■ **本文抜粋**
────────────────

先日、話題の『ドライプ・マイ・カー』を観た。
村上春樹はほぼ同年代なので、デビュー作から読んでおり、
どちらかというと好きな作家であった。
「春のクマのように」などの彼独特な形容が好きだ。
ドキュメンタリーだが『アンダーグラウンド』から作風が変わり、
しばらく遠ざかっていたが、この映画の原作となった
短編集『女のいない男たち』は読んだ。
が、もともと短編が好きではない私には、「読んだ」という以外の記憶がない。
そんなわけで、どんな内容だったのかを確認するつもりで映画を観たわけだ。
上映時間3時間ときいて、短編、しかも50頁くらいの小説をどうしたら3時間の映画にできるのかという興味もあった。
結果は見事の一言に尽きる。
もちろん個人的感想だ。
はらはら、ドキドキするストーリーでもなく、淡々と、まさに淡々と3時間という時が流れるのだが
私はまったく退屈しなかった。
確か「喪失と再生の物語」のようなコピーがついていたように思うが
「喪失と再生」は通奏低音であって訴えかけるものはもっと深く重い。
ネタばれになるが、見終わって初めてなぜ『ワーニャ叔父さん』だったのかわかったような気がした。
実に重層的な脚本に脱帽した次第である。

────────────────

■ **データ抜粋**
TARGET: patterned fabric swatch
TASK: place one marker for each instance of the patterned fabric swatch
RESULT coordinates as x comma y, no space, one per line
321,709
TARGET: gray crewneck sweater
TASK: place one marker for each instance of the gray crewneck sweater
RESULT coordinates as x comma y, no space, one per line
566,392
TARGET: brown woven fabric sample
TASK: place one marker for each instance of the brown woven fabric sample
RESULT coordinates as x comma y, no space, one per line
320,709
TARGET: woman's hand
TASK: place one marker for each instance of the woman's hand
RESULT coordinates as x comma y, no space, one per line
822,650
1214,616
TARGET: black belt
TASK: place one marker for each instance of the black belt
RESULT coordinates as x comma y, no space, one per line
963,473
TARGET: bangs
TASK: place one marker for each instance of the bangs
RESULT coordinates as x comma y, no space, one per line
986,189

────────────────

■ **課題内容**
村上春樹原作の映画についての感想文を、最後の文に続けて書いてください。 上記の行は使用しません。

■ **期待される出力**
私自身、2年前に最愛の母を亡くしたからかもしれない。
母と言えば、母ならこの映画を見ながら
「なんて冗漫な映画なの。どこが面白いの?」と言っただろうと思う。
実際、ある時期、レンタルビデオを借りて、一緒に見る度に
この言葉を繰り返していたのだ。
20年以上前のことだが、今思えば、すでにその頃から認知症でストーリー展開について行けず、
理解もできないことを「冗漫」という言葉でごまかしていたのだろう。
そんなこととは夢にも思っていなかった私がムキになって反論し、口論したのは言うまでもない。
認知症は見分けるのが非常に難しい。
特に初期は。
だが、いつもの日常の中で、認知症患者は小さなサインを出しているのだ。
母の場合、もともと何にでも批判的で、褒めるということが少ない人だっただけに
私はその小さなサインを見逃した。